The title of this piece may seem stupid to many. They would respond that obviously the US is civilized. After all, we have a highly developed society and culture which is a definition of civilized. In addition, as a sign of our culture, they proudly point to our museums, theaters, and symphonies that, along with our colleges and universities, are among the best in the world.
Adjectives found in other definitions of civilized are humane, ethical and reasonable. Antonyms include barbaric, savage, and inhumane. Many of us would likely agree with the following sentence:
A civilized society or country has a well developed system of government, culture, and way of life and that treats the people who live there fairly.
Definitions or use of civilized thus allow room for interpretations. For example, I would certainly agree that the US has a highly developed society and culture. However, our highly developed system of government has been badly corrupted to benefit the wealthy and powerful. As a result of this corruption, our government and economic system unethically prioritize profit for the few over the interests of the many. Hence I would argue that having a highly developed society and culture does not necessarily imply fairness, and thus it isn’t necessarily evidence that the US is civilized. In addition, unlike much of Western Europe, the US has not implemented many of the human rights identified in the Universal Declaration of Human Rights.

────────────────────

Which three antonyms of "civilized" does the passage on whether the US is civilized list?

◆ SUPPLIED MATERIAL:
────────────────────

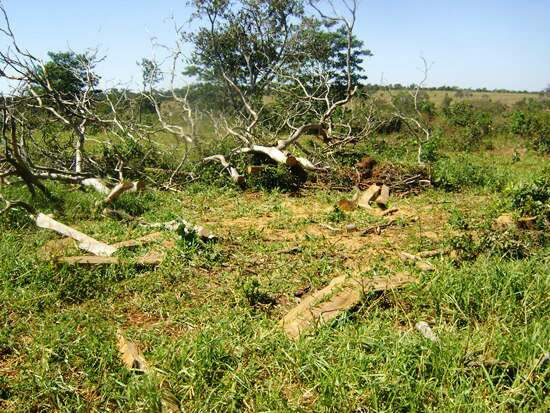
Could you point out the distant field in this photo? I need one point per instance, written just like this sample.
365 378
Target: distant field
506 98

────────────────────

◆ RESULT: Barbaric, savage, and inhumane.